* Exercise: Reproduce word for word every line of the data, starting at the line that contains "Where can the green" and continuing through the last line, with both ends included.

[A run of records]
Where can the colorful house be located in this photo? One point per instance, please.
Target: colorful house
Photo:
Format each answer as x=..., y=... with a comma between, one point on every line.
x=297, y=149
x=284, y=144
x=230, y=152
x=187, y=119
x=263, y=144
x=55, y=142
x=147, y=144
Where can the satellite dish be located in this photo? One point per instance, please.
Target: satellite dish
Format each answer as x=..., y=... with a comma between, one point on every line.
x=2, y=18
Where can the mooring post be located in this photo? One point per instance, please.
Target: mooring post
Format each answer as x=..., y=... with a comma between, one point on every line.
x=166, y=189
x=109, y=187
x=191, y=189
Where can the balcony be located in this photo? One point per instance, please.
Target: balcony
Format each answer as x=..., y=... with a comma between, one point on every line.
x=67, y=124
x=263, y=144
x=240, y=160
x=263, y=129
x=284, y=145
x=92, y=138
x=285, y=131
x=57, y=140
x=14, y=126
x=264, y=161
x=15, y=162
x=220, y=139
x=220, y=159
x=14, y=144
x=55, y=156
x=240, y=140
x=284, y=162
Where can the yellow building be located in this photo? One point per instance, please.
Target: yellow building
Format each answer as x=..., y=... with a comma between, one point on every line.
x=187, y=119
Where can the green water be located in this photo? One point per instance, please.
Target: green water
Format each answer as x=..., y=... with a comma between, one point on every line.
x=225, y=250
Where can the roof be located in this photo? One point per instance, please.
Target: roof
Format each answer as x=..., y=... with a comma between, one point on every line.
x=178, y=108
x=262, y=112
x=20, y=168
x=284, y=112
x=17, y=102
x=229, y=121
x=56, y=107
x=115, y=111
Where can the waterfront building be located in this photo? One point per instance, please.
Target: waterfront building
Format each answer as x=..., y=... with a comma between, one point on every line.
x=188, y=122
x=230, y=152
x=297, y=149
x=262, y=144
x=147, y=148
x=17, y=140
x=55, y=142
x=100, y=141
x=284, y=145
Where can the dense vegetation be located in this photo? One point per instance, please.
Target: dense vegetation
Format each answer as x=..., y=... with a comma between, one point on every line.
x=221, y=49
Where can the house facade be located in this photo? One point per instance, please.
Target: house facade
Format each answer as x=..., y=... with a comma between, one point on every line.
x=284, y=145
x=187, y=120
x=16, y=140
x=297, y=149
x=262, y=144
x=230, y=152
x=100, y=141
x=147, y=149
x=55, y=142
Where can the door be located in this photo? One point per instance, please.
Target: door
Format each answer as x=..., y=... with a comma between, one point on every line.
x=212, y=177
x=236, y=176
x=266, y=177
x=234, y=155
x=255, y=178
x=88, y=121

* Solution to this task:
Where can the green water be located in this photo? One point per instance, please.
Target: green water
Format each answer as x=..., y=... with a comma between, one point on every line.
x=225, y=250
Where can the roof be located in this photo? One point per instance, please.
Target: roof
Format each answer as x=..., y=... with a comma between, one point on every line.
x=178, y=108
x=262, y=112
x=20, y=168
x=284, y=112
x=17, y=102
x=229, y=121
x=56, y=107
x=115, y=111
Where can the waterfront building be located in this photo? One point per instance, please.
Target: waterfront building
Format each answer as x=..., y=... with a comma between, one point on every line.
x=188, y=122
x=230, y=152
x=297, y=149
x=262, y=144
x=147, y=148
x=17, y=140
x=55, y=142
x=100, y=141
x=284, y=145
Where can the dense vegetation be located in this photo? One point per instance, please.
Target: dense vegetation
Format each answer as x=..., y=... with a comma between, one point on every line.
x=221, y=49
Where can the house facade be located in this photo? One point per instance, please.
Target: house facade
Format each answer as x=..., y=... with a comma between, one point on every line.
x=284, y=145
x=187, y=120
x=16, y=140
x=297, y=149
x=262, y=144
x=230, y=152
x=100, y=141
x=147, y=149
x=55, y=142
Where can the door be located in this photo? One point per instance, please.
Target: door
Format each answer as x=..., y=... with a comma between, one point on every line.
x=212, y=177
x=236, y=176
x=266, y=177
x=234, y=155
x=255, y=178
x=88, y=121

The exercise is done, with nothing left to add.